EXERCISE DIRECTIONS
Please reproduce every line of the items below word for word, with no changes.

>> begin EXTRACTED MATERIAL

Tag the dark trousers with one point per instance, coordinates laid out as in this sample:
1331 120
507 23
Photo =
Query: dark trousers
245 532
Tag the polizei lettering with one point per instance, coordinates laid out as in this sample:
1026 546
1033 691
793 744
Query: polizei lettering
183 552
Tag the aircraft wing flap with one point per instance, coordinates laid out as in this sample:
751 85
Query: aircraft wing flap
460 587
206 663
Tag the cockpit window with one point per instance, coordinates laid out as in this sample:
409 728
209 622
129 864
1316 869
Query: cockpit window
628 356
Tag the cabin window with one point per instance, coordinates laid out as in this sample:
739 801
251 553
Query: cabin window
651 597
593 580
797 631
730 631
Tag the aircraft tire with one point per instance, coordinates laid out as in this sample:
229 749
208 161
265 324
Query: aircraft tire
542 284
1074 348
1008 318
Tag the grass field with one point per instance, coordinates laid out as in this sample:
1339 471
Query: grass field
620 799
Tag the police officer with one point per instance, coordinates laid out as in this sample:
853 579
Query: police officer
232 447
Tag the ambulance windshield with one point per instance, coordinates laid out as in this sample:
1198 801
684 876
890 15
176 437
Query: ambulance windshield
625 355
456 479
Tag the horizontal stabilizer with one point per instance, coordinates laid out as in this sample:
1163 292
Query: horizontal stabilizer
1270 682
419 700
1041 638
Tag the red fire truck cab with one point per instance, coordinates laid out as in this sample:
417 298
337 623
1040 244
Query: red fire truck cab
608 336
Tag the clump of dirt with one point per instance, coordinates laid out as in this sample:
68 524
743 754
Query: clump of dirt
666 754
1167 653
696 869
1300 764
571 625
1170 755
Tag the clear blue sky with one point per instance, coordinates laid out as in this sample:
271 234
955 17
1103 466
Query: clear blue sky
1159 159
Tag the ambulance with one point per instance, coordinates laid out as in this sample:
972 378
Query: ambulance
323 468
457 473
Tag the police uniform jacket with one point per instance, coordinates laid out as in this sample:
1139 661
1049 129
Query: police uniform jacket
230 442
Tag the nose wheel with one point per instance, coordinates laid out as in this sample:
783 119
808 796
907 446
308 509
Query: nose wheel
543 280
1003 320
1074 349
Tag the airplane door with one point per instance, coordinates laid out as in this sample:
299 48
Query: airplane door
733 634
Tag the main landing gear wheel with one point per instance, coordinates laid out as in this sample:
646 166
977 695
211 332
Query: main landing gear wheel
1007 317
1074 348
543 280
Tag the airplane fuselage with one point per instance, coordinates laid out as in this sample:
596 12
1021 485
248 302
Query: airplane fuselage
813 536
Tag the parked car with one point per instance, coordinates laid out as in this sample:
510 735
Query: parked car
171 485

>> end EXTRACTED MATERIAL

EXERCISE SOLUTION
Tag the dark trousers with one point per instance, coordinates laid out as in this sample:
1331 120
507 23
Photo =
Query: dark trousers
245 532
Tag the polizei lettering with one point per instance, coordinates laid out as in this sample:
1026 546
1033 691
793 744
Query: polizei lettering
183 552
Tag the aircraft wing flap with one point per instance, coordinates laid out as in this sample:
751 85
Query: aircraft wing flap
460 587
206 663
Tag the cockpit window with one point per instance, coordinates laid out as in this sample:
409 728
209 622
129 864
1316 869
Query: cockpit window
628 356
Tag the cabin window with one point per instance, coordinates laid out as in this sample:
739 801
251 553
Query: cabin window
651 597
593 580
797 631
730 631
Tag the aircraft tire with one point per instance, coordinates laid out as in this sample:
229 749
208 161
265 324
Query: aircraft tire
542 284
1074 348
1008 318
Tag the grass field with one point per instance, coordinates laid out as in this sample:
1339 471
Query: grass field
620 799
Tag the police officer with one point per instance, coordinates laid out as in this sample:
853 579
Query: police officer
232 447
Tag the ambulance windshield with one point per instance, coordinates laid out as in this sample:
1198 801
684 876
890 15
176 437
Query: ambulance windshield
625 355
456 479
Tag the horizontal stabilizer with one point per instance, coordinates laid out as in this sample:
1163 292
Query: horizontal stabilizer
1270 682
419 700
1041 638
Tag the red fire truck cab with one point per instance, coordinates laid out as in this sample:
417 298
337 623
1040 244
Query: red fire truck cab
608 336
Tag the clump of dirt with one point per instance, coordinates laid out as in this sample:
68 524
743 754
Query: clump of dirt
666 754
1167 653
696 869
1300 764
571 625
1170 755
Tag the clear blue sky with one point per instance, coordinates laid out as in this sample:
271 234
955 17
1103 466
Query: clear blue sky
1159 159
Tag the ambulance with one point per instance, coordinates laid out as in this sample:
972 378
Query: ambulance
323 468
457 473
Tag the police uniform jacket with one point per instance, coordinates laid out as in this sample:
1139 661
1049 129
Query: police uniform jacket
230 442
Tag the nose wheel with one point per instance, coordinates laid out as in this sample:
783 119
808 796
907 446
308 509
Query: nose wheel
543 280
1003 320
1074 349
Tag the airplane door with one point per instance, coordinates laid out as in this sample:
299 48
Query: airplane door
733 634
Tag the main landing gear wheel with one point per instance, coordinates laid out as in this sample:
646 166
977 695
211 332
Query: main landing gear wheel
1007 317
1074 348
543 280
Tag the airplane fuselage with one point per instance, coordinates laid out as in this sample:
596 12
1021 485
248 302
Query: airplane fuselage
813 536
Tag the parked car with one point per instance, coordinates laid out as in this sample:
510 735
Query: parked car
171 485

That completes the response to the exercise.